• Work required:
Your task is to set down the records below again, exactly.

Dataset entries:
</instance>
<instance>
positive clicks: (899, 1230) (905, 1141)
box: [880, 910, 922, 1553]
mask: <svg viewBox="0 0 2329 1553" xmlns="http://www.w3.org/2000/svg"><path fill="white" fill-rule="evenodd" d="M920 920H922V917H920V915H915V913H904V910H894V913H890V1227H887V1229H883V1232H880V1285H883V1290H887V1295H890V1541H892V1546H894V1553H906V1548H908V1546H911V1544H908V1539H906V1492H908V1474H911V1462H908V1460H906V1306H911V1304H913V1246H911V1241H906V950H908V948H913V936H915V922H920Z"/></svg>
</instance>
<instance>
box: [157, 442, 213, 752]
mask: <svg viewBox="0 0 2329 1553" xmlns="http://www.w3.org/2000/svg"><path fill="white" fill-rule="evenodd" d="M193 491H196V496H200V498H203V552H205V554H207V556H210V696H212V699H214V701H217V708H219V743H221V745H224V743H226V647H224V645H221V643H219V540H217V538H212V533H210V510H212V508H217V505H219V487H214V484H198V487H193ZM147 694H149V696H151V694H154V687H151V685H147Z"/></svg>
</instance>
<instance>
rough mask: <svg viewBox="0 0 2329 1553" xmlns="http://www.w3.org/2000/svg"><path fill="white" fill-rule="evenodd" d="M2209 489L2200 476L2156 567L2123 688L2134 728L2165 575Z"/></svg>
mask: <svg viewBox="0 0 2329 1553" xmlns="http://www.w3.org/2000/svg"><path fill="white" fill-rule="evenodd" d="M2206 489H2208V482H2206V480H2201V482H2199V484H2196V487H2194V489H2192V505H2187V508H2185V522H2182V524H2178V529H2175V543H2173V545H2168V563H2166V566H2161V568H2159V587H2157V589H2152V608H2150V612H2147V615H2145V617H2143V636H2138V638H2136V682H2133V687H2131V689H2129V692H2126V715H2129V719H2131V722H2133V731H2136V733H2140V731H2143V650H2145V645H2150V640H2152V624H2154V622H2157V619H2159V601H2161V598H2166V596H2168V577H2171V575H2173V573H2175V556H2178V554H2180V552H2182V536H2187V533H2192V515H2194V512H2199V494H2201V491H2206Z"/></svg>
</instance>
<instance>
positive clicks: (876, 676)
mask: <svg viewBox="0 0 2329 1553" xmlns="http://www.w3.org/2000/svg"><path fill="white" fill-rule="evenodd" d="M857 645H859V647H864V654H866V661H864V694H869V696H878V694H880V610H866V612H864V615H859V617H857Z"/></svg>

• Solution to the exercise:
</instance>
<instance>
positive clicks: (899, 1230) (905, 1141)
box: [880, 910, 922, 1553]
mask: <svg viewBox="0 0 2329 1553" xmlns="http://www.w3.org/2000/svg"><path fill="white" fill-rule="evenodd" d="M920 920H922V917H920V915H915V913H904V910H894V913H890V1227H887V1229H883V1232H880V1285H883V1290H887V1295H890V1541H892V1546H894V1553H906V1548H908V1546H911V1544H908V1539H906V1492H908V1474H911V1462H908V1460H906V1306H911V1304H913V1246H911V1241H906V950H908V948H913V936H915V922H920Z"/></svg>
</instance>
<instance>
box: [157, 442, 213, 752]
mask: <svg viewBox="0 0 2329 1553" xmlns="http://www.w3.org/2000/svg"><path fill="white" fill-rule="evenodd" d="M193 491H196V496H200V498H203V552H205V554H207V556H210V696H212V699H214V701H217V708H219V743H221V745H224V743H226V647H224V645H221V643H219V540H217V538H212V533H210V510H212V508H217V505H219V487H214V484H198V487H193ZM147 694H149V696H151V694H154V687H151V685H147Z"/></svg>
</instance>
<instance>
rough mask: <svg viewBox="0 0 2329 1553" xmlns="http://www.w3.org/2000/svg"><path fill="white" fill-rule="evenodd" d="M2209 489L2200 476L2156 567L2123 688L2134 728L2165 575Z"/></svg>
mask: <svg viewBox="0 0 2329 1553" xmlns="http://www.w3.org/2000/svg"><path fill="white" fill-rule="evenodd" d="M2206 489H2208V482H2206V480H2201V482H2199V484H2196V487H2194V489H2192V505H2187V508H2185V522H2182V524H2178V529H2175V543H2173V545H2168V563H2166V566H2161V568H2159V587H2157V589H2152V608H2150V612H2147V615H2145V617H2143V636H2138V638H2136V682H2133V687H2131V689H2129V692H2126V715H2129V719H2131V722H2133V731H2136V733H2140V731H2143V650H2145V645H2150V640H2152V624H2154V622H2157V619H2159V601H2161V598H2166V596H2168V577H2171V575H2173V573H2175V556H2178V554H2180V552H2182V536H2187V533H2192V515H2194V512H2199V494H2201V491H2206Z"/></svg>
</instance>
<instance>
positive clicks: (876, 676)
mask: <svg viewBox="0 0 2329 1553" xmlns="http://www.w3.org/2000/svg"><path fill="white" fill-rule="evenodd" d="M857 645H859V647H864V654H866V661H864V694H869V696H878V694H880V610H866V612H864V615H859V617H857Z"/></svg>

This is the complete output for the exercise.